Aim of the task:
In the listing, starting at the line that contains "of the orange" and ending at the last line of the listing, swap "wooden railing" for "metal railing" and give those lines again with nothing else changed.

Exercise data:
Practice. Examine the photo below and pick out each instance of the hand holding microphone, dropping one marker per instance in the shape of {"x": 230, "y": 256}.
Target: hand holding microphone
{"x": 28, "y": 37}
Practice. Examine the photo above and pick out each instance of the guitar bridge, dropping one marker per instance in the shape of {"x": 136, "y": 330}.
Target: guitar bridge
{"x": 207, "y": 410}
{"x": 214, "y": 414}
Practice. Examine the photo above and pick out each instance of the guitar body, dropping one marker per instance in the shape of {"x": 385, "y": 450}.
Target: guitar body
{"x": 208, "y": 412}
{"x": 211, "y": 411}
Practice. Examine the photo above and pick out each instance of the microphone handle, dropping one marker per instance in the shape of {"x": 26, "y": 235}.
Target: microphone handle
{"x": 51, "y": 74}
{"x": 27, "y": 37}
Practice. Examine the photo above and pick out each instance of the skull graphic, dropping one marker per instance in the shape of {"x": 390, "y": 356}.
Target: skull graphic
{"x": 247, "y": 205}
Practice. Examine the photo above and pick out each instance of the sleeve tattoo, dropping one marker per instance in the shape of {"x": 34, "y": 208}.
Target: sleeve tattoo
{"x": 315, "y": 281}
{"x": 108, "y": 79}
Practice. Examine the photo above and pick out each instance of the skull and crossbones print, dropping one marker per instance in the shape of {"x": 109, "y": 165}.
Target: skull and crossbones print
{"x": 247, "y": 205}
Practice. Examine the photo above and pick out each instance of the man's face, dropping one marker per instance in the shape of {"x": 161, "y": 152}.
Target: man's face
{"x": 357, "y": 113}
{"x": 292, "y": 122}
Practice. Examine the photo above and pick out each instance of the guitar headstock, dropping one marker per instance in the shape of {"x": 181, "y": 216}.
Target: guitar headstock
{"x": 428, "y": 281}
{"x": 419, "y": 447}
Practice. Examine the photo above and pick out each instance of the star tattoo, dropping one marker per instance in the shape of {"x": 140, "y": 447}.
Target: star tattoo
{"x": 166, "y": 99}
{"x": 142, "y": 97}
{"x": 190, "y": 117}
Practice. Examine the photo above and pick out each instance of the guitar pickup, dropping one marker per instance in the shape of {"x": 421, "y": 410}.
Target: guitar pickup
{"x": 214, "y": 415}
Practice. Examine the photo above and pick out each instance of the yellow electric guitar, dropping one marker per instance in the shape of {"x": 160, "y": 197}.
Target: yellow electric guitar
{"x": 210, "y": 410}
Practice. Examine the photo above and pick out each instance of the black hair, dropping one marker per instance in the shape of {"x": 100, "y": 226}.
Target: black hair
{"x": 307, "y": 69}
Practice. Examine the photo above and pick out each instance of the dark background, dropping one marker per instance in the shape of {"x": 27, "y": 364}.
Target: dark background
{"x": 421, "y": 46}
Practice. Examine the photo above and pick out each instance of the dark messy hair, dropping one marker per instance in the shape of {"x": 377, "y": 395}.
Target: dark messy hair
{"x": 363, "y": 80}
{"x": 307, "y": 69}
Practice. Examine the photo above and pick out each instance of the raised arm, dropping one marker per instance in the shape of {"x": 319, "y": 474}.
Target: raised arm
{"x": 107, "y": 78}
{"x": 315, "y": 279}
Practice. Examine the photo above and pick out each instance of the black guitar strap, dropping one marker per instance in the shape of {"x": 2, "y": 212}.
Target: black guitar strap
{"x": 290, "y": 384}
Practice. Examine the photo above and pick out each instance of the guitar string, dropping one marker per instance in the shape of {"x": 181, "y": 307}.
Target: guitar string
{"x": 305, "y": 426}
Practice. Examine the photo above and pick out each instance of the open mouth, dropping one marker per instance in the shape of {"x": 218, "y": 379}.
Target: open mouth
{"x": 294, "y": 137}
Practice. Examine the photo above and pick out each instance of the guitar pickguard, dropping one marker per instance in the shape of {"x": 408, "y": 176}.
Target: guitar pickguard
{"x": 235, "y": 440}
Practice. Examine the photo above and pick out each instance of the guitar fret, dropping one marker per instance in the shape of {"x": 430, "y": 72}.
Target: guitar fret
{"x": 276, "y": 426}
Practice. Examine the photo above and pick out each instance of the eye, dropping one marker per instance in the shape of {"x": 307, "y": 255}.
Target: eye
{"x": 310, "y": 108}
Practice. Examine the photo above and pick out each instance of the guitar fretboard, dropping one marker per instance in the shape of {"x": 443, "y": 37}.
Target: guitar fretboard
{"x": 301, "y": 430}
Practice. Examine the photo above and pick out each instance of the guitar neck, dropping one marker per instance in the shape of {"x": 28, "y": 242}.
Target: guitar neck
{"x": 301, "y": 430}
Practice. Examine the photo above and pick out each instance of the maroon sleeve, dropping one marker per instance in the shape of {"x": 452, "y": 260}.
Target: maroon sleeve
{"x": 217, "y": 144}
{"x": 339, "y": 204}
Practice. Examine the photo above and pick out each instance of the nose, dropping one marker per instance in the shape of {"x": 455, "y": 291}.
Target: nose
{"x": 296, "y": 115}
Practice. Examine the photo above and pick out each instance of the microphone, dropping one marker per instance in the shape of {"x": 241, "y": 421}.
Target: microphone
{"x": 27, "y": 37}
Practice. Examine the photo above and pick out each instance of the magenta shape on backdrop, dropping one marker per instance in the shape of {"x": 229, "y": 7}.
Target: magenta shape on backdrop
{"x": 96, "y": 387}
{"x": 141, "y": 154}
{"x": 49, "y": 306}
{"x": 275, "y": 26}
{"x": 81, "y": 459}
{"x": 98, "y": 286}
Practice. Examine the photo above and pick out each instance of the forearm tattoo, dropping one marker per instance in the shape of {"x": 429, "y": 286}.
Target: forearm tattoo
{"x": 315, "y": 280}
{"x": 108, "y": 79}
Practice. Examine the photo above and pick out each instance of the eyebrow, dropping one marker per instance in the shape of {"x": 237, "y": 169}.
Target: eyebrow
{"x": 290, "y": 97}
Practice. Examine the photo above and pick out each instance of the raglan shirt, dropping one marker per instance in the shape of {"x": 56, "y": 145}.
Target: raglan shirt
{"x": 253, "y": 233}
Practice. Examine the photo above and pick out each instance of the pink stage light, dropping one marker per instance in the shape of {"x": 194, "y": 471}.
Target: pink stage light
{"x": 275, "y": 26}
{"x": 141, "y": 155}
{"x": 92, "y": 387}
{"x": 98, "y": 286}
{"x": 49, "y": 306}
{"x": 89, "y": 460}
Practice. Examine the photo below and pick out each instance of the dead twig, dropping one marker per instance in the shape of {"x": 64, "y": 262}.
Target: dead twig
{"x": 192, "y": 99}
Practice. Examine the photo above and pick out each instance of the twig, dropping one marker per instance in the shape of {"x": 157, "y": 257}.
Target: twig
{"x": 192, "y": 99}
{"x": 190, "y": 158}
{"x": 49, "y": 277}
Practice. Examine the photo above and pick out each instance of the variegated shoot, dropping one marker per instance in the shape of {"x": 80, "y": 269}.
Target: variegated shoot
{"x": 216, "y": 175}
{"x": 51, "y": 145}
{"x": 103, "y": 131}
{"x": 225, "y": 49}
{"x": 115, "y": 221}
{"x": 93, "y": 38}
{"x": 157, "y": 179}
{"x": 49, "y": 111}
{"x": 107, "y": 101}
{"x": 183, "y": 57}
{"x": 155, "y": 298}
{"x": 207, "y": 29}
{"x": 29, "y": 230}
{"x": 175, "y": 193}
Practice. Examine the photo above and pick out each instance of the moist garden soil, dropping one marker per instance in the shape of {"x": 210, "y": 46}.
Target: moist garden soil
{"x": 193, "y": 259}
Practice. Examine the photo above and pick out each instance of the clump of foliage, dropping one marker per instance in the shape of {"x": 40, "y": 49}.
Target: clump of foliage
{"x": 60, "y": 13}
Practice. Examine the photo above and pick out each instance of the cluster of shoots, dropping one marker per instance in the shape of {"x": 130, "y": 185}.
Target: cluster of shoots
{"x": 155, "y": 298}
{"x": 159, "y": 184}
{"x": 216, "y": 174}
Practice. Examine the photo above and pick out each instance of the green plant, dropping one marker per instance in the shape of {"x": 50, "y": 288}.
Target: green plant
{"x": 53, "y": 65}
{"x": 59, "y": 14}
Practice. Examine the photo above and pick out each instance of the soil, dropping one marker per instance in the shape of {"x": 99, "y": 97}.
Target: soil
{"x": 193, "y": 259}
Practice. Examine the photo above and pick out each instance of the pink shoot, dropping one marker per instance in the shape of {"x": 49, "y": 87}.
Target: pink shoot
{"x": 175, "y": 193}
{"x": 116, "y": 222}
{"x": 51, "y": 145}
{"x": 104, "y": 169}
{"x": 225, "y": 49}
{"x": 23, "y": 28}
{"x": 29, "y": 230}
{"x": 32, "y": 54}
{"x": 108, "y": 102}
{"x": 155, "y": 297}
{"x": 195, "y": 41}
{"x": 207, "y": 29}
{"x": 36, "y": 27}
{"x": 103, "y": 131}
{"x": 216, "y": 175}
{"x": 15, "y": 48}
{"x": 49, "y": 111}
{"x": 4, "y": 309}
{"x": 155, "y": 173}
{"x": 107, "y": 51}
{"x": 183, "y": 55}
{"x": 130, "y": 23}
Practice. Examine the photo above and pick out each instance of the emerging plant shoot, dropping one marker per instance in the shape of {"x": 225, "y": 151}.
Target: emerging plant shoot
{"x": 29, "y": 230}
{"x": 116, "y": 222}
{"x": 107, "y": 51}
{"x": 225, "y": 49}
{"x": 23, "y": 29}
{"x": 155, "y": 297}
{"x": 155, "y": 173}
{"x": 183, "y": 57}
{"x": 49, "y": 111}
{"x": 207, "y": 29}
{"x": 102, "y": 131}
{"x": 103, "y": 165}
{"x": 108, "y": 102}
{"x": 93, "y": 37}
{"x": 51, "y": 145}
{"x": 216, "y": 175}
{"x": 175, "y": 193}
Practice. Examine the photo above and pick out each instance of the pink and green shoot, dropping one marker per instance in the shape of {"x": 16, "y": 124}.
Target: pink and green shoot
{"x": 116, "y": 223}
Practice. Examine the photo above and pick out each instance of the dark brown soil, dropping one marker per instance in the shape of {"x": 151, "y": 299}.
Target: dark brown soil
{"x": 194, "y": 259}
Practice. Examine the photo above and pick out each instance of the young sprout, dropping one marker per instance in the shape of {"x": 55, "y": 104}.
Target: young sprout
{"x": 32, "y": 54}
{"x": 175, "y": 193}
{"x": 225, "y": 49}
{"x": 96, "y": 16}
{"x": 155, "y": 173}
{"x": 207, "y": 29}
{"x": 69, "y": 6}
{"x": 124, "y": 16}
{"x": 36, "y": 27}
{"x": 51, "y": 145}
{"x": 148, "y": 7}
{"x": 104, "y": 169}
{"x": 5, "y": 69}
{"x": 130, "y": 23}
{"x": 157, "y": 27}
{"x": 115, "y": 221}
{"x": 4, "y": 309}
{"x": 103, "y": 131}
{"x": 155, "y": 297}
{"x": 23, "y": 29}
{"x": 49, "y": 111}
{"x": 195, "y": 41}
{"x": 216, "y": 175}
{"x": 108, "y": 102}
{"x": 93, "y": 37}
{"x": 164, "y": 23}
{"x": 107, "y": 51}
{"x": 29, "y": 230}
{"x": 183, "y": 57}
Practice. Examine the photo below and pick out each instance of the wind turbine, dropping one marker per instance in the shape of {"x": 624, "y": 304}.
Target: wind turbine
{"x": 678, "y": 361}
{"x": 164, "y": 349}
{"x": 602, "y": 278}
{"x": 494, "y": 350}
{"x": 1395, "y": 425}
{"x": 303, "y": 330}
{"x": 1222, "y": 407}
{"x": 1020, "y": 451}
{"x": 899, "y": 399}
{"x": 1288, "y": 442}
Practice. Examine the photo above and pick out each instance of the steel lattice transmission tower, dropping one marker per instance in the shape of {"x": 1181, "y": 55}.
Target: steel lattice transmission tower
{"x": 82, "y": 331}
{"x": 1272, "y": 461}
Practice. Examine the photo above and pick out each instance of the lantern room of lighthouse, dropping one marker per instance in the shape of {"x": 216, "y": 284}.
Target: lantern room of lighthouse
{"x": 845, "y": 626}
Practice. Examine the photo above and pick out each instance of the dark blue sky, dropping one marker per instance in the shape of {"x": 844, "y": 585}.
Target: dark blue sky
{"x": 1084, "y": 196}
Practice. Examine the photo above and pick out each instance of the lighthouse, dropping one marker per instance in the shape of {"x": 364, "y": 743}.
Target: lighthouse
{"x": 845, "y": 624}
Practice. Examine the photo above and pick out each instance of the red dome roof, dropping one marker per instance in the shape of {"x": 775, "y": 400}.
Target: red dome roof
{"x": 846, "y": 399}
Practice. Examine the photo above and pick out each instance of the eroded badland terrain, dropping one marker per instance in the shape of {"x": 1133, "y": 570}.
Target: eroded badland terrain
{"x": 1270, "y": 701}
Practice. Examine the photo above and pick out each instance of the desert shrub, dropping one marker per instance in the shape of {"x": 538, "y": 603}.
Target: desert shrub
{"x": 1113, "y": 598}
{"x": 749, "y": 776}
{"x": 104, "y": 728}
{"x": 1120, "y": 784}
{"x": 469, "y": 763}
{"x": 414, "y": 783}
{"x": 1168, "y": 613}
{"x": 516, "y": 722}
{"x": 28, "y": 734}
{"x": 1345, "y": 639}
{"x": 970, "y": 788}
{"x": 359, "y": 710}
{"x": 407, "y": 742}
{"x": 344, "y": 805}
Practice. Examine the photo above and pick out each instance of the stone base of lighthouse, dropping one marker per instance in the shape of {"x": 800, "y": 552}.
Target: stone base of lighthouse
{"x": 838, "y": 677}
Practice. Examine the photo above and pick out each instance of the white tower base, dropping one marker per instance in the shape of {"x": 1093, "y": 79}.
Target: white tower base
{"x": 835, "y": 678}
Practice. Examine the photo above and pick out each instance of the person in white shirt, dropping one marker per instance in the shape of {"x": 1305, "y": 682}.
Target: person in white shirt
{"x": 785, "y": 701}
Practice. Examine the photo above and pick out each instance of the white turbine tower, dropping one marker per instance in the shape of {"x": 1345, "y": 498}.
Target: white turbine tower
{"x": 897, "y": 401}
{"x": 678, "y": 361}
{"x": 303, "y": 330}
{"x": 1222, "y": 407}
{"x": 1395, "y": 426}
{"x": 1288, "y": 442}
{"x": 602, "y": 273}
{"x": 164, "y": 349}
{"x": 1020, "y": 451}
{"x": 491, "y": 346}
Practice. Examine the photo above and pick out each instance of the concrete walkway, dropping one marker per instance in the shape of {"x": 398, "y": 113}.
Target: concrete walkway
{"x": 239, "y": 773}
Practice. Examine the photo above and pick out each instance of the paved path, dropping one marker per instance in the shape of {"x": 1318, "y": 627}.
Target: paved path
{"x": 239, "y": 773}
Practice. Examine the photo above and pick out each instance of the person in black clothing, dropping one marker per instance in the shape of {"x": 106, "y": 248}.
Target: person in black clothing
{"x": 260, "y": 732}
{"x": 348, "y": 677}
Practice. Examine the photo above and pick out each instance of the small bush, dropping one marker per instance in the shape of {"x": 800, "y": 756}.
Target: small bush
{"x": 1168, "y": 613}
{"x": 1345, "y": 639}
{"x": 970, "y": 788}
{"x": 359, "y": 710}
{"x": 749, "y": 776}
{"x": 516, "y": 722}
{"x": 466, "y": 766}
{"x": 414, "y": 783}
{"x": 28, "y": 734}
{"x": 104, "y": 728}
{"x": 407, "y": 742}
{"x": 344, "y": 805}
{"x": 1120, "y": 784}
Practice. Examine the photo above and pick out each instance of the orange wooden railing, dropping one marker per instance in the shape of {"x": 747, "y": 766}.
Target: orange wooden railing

Reply to the task:
Practice. Examine the photo above and pick out each instance of the orange metal railing, dropping one marker per instance in the shape of {"x": 747, "y": 766}.
Target: orange metal railing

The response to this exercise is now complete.